▶ [Passage]
┌────────

China:  Uncounted political murders in the troubled times of 1911-1937.  Then Japanese occupation and widespread genocide.  (In parts of China under full Japanese control, this was not war in a foreign country but simple genocide).  Possibly 4 to 6 million dead; 300,000 in the rape of Nanking (1937) alone (Totten and Bartrop 2008:69).  1948-present:  non-Communists, dissidents, protestors; religious persons, Uighur, Tibetans (at least 1,200,000 Tibetans, probably more); to some extent other non-Han.  Also religious repression; under Mao, all religions; more recently, only Falun Gong and locally Christians, but totals many thousand.  Several separate episodes.  Consolidation of the regime at first involved 3 million deaths (Totten and Bartrop 2008:269).  Famine in the Great Leap Forward killed another 45,000,000 (Dikotter 2010).  The Great Cultural Revolution, and further savage racist repression under Xi Jinping, killed perhaps as many again; numbers are dubious.  The full total from 1948 to 1976, under Mao, is unclear, but well over 50 million.  Since then deaths are uncounted and hard to classify, but at least many thousand.  See details in Anderson and Anderson 2014:163-164.

*Colombia:  Civil war, especially 1948-1958, but continuous since, flaring up after 1975, with peace finally achieved in 2016; totals at least 200,000, but impossible to sort out genocide, civil war, and sheer crime, since drug gangs did much of the killing and were often fused with government or anti-government militias.  Rummel (1998) est. 152,000 genocidal.  See Arturo Escobar’s great work Territories of Difference (2008) for an unexcelled account of the back story.

Congo (D. R.): Belgian cruelty and mass murder, especially under King Leopold in the early 20th century, led to complete chaos and almost continual mass killing since independence, but most is by local militias, not the government.  It is basically about ethnic hatreds potentiated by conflict for mineral resources such as col-tan (columbium and tantalum ore).  Around 5,000,000 dead in last 30 years; impossible to sort out genocide from civil war and simple massacre.  Relatively few deaths from classic genocide (government killing of peaceful people); most deaths from militia and foreign-army massacres of civilians, especially in the east.  (See McDoom 2010.)

Congo (Republic):  Violence around the continuing power of Denis Sassou-Nguesso has killed uncertain but small numbers of people since 1997.

Cote d’Ivoire:  few thousand over decades, political repression by strongman government, possibly not qualifying as genocide.  Most recently, political killings of a few dozen in 2013-2014 (World Almanac 2017:767).

*Croatia:  1991-1995: Milosevich era: some mass murder of Serbian Orthodox communities in reaction to Milosevich’s killings; genocide of Muslim communities in Croatia and Bosnia-Herzegovina; killing of dissidents.  See under Serbia below.

└────────

▶ [What is being asked]
Quote the passage on mass killings by country word for word, from "Congo (D. R.): Belgian" to "(See McDoom 2010.)".

▶ [Dataset content]
┌────────

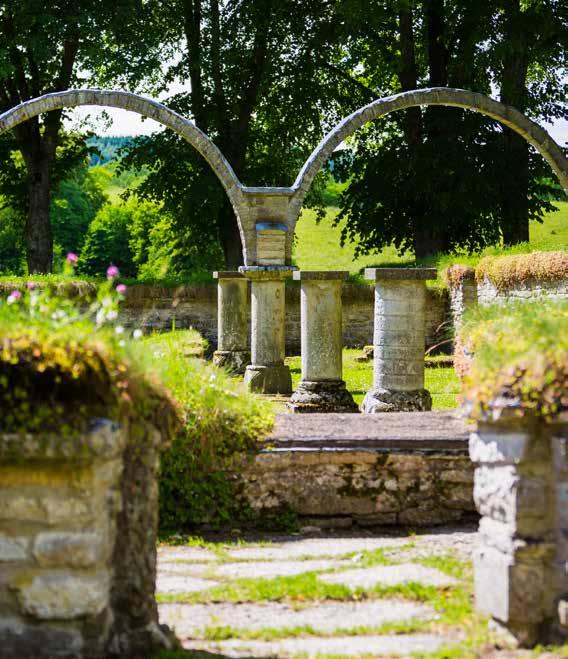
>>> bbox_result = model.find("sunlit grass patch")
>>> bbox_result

└────────

▶ [Solution]
Congo (D. R.): Belgian cruelty and mass murder, especially under King Leopold in the early 20th century, led to complete chaos and almost continual mass killing since independence, but most is by local militias, not the government.  It is basically about ethnic hatreds potentiated by conflict for mineral resources such as col-tan (columbium and tantalum ore).  Around 5,000,000 dead in last 30 years; impossible to sort out genocide from civil war and simple massacre.  Relatively few deaths from classic genocide (government killing of peaceful people); most deaths from militia and foreign-army massacres of civilians, especially in the east.  (See McDoom 2010.)